-------- Document section --------

People without COVID-19 symptoms may not need to be tested even after exposure to the virus, the Centers for Disease Control and Prevention (CDC) said in a reversal of earlier guidelines.
In an update earlier this week, the CDC said, “You do not necessarily need a test unless you are a vulnerable individual or your health care provider or state or local public health officials recommend you take one.”
The agency, in its relaxed testing guidelines, reiterated that if a test comes back negative, it does not mean someone will not “develop an infection from the close contact or contract an infection at a later time.”
Instead, those without symptoms but have been exposed should monitor themselves for symptoms, according to the CDC, which noted that people should contact a health care provider if their symptoms become severe.
The update is a reversal from its original recommendation that testing was appropriate for anyone suspected of being exposed to the virus even if they were asymptomatic.

-------- Extracted material --------

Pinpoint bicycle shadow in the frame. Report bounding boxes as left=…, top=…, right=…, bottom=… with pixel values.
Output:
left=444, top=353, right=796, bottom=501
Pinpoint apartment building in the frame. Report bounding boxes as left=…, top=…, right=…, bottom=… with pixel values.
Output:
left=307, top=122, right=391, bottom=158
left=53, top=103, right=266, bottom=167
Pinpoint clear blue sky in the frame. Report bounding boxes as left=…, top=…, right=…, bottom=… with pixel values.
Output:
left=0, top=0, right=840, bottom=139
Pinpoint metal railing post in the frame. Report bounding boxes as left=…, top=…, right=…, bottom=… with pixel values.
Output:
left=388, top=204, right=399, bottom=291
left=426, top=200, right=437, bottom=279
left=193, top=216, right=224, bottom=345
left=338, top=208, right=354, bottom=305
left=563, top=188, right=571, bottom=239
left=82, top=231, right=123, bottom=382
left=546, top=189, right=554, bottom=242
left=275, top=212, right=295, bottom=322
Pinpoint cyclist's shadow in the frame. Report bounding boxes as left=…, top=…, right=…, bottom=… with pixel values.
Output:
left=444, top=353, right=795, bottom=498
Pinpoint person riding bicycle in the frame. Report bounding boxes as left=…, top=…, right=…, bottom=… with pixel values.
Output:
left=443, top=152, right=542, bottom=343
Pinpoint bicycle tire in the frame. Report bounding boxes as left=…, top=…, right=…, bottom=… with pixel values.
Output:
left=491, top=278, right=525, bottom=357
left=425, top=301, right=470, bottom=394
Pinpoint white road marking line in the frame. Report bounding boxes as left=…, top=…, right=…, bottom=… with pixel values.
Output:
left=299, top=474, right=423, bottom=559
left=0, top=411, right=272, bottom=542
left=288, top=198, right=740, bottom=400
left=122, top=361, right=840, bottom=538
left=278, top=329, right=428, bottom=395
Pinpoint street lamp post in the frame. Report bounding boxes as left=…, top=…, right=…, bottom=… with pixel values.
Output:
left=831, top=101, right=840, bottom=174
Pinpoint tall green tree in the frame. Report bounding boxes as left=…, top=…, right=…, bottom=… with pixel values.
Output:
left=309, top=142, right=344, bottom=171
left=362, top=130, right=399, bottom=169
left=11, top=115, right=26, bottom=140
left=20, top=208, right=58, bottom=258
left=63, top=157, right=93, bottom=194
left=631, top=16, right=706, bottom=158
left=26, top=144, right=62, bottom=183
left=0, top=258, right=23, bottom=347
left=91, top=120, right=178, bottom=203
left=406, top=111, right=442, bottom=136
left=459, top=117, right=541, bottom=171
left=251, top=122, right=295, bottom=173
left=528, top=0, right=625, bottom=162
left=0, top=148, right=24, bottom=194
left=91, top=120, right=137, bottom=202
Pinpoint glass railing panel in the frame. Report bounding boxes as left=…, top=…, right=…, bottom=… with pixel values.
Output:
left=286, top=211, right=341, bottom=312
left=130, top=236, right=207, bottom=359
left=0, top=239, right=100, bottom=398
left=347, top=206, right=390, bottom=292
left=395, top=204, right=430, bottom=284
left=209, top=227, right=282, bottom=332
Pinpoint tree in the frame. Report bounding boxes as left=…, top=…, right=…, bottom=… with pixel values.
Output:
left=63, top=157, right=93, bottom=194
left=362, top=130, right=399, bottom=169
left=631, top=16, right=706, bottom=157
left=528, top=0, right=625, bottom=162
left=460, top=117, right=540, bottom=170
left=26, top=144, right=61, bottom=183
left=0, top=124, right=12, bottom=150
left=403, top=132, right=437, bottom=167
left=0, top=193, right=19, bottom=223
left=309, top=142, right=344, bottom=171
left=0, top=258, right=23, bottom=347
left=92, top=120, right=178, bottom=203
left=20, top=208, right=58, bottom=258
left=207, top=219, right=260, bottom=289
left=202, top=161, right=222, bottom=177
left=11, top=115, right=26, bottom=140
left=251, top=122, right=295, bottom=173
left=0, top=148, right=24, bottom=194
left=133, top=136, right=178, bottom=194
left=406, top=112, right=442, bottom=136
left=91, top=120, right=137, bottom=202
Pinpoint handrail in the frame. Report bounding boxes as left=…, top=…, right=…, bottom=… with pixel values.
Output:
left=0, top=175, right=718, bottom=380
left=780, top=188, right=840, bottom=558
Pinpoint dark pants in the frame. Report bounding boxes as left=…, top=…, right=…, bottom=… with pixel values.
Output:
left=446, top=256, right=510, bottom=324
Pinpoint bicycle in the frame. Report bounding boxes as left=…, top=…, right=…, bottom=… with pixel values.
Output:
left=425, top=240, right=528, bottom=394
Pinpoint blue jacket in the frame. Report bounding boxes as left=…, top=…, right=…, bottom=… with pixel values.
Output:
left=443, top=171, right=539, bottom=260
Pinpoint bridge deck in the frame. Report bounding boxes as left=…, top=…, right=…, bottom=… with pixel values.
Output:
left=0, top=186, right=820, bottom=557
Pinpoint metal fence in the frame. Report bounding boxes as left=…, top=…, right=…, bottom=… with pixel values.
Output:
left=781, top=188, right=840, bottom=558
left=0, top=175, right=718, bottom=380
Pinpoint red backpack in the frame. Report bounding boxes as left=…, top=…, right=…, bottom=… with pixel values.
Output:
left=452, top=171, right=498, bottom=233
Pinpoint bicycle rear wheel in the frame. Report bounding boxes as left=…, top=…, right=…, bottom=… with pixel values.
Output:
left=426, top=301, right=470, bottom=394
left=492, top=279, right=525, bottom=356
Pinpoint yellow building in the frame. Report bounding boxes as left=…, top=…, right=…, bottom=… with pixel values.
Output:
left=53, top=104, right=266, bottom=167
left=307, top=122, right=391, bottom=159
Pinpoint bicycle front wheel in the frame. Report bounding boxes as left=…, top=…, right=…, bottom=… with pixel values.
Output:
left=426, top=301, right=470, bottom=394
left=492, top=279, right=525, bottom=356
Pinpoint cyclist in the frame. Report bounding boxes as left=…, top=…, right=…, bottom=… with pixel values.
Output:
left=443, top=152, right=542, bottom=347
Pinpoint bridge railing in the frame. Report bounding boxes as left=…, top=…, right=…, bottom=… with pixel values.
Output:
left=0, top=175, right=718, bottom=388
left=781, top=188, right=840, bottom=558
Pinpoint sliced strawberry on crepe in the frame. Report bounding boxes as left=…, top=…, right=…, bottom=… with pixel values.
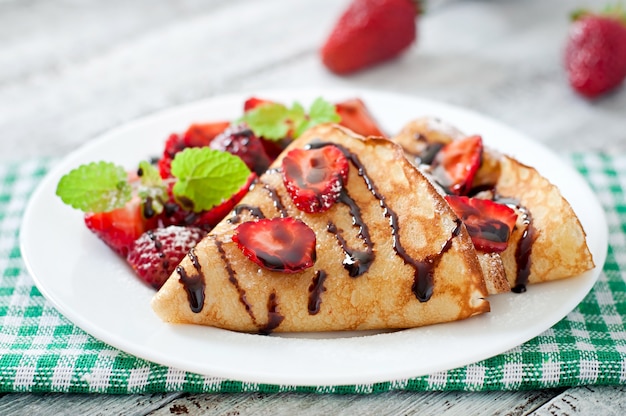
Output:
left=431, top=136, right=483, bottom=195
left=282, top=145, right=349, bottom=213
left=392, top=117, right=594, bottom=293
left=445, top=195, right=517, bottom=253
left=233, top=218, right=316, bottom=273
left=126, top=225, right=206, bottom=290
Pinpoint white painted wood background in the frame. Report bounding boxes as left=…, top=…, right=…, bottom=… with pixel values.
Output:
left=0, top=0, right=626, bottom=416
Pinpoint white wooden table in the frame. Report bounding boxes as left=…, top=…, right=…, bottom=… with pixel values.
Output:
left=0, top=0, right=626, bottom=416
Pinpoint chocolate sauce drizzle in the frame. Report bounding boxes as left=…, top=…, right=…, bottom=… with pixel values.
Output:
left=176, top=248, right=206, bottom=313
left=326, top=188, right=375, bottom=277
left=405, top=218, right=463, bottom=302
left=215, top=240, right=257, bottom=325
left=259, top=292, right=285, bottom=335
left=228, top=204, right=265, bottom=224
left=263, top=183, right=289, bottom=218
left=511, top=209, right=536, bottom=293
left=308, top=141, right=461, bottom=302
left=309, top=270, right=327, bottom=315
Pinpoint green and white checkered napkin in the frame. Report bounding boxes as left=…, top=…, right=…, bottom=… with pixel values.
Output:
left=0, top=154, right=626, bottom=394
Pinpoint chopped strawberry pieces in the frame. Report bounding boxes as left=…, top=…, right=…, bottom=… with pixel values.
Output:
left=282, top=145, right=349, bottom=213
left=84, top=198, right=156, bottom=257
left=445, top=195, right=517, bottom=253
left=335, top=98, right=385, bottom=136
left=209, top=125, right=271, bottom=175
left=233, top=218, right=316, bottom=273
left=431, top=136, right=483, bottom=195
left=127, top=226, right=205, bottom=290
left=183, top=121, right=230, bottom=147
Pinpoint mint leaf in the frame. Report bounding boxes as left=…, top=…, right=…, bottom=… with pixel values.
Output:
left=239, top=97, right=341, bottom=140
left=240, top=103, right=289, bottom=140
left=296, top=97, right=341, bottom=137
left=172, top=147, right=250, bottom=212
left=56, top=162, right=132, bottom=212
left=137, top=160, right=168, bottom=215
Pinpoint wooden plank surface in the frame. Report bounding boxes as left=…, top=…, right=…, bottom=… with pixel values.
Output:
left=0, top=0, right=626, bottom=416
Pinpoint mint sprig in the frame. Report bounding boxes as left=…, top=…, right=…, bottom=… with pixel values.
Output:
left=239, top=97, right=341, bottom=140
left=172, top=147, right=250, bottom=212
left=56, top=147, right=250, bottom=214
left=56, top=162, right=132, bottom=212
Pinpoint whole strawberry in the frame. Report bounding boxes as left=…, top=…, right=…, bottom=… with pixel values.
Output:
left=126, top=225, right=206, bottom=289
left=321, top=0, right=420, bottom=74
left=565, top=6, right=626, bottom=98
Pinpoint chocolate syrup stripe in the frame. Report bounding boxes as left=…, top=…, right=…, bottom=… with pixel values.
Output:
left=307, top=141, right=461, bottom=302
left=326, top=188, right=375, bottom=277
left=176, top=248, right=206, bottom=313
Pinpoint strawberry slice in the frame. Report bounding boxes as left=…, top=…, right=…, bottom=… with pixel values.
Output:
left=183, top=121, right=230, bottom=147
left=282, top=145, right=349, bottom=214
left=431, top=136, right=483, bottom=195
left=335, top=98, right=385, bottom=137
left=445, top=195, right=517, bottom=253
left=233, top=218, right=316, bottom=273
left=243, top=97, right=274, bottom=112
left=84, top=198, right=157, bottom=257
left=126, top=225, right=206, bottom=290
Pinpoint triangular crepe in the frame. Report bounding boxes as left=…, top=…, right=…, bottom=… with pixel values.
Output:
left=392, top=117, right=594, bottom=293
left=152, top=125, right=489, bottom=333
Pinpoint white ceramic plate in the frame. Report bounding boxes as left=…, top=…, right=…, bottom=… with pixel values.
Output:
left=21, top=90, right=607, bottom=385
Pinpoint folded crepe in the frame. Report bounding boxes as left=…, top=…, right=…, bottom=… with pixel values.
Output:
left=152, top=124, right=491, bottom=333
left=392, top=117, right=594, bottom=293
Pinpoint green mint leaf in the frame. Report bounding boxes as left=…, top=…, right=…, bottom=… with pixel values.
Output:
left=240, top=97, right=341, bottom=140
left=137, top=160, right=168, bottom=215
left=309, top=97, right=341, bottom=124
left=294, top=97, right=341, bottom=137
left=172, top=147, right=250, bottom=212
left=241, top=103, right=289, bottom=140
left=56, top=162, right=132, bottom=212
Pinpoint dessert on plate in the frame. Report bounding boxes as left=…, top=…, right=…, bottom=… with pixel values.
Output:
left=57, top=97, right=594, bottom=334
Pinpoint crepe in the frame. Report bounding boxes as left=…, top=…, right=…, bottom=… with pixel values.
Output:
left=392, top=117, right=594, bottom=293
left=152, top=125, right=489, bottom=333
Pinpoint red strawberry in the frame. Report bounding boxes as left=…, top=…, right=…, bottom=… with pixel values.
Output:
left=165, top=172, right=257, bottom=231
left=431, top=136, right=483, bottom=195
left=233, top=218, right=316, bottom=273
left=183, top=121, right=230, bottom=147
left=321, top=0, right=419, bottom=74
left=209, top=125, right=270, bottom=175
left=565, top=7, right=626, bottom=98
left=335, top=98, right=384, bottom=136
left=127, top=225, right=206, bottom=290
left=282, top=145, right=349, bottom=213
left=84, top=198, right=156, bottom=257
left=243, top=97, right=274, bottom=111
left=445, top=195, right=517, bottom=253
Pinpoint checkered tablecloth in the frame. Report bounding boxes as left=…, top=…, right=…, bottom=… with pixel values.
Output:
left=0, top=154, right=626, bottom=394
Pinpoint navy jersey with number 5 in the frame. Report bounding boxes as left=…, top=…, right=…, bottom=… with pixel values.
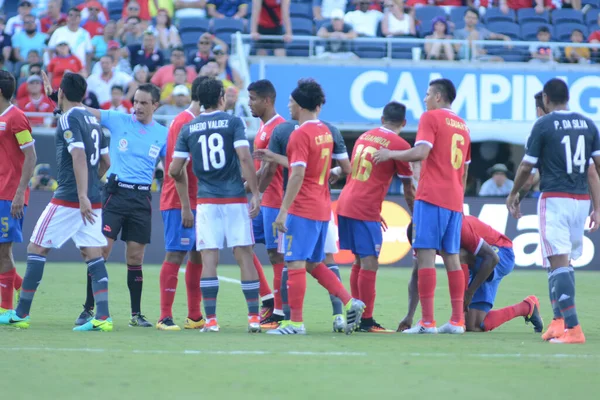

--------

• _Exercise details_
Extract the passage of the article on CDC testing guidance from "In an update" up to and including "symptoms become severe.". The data comes from a source separate from the article on CDC testing guidance.

• _Exercise result_
In an update earlier this week, the CDC said, “You do not necessarily need a test unless you are a vulnerable individual or your health care provider or state or local public health officials recommend you take one.”
The agency, in its relaxed testing guidelines, reiterated that if a test comes back negative, it does not mean someone will not “develop an infection from the close contact or contract an infection at a later time.”
Instead, those without symptoms but have been exposed should monitor themselves for symptoms, according to the CDC, which noted that people should contact a health care provider if their symptoms become severe.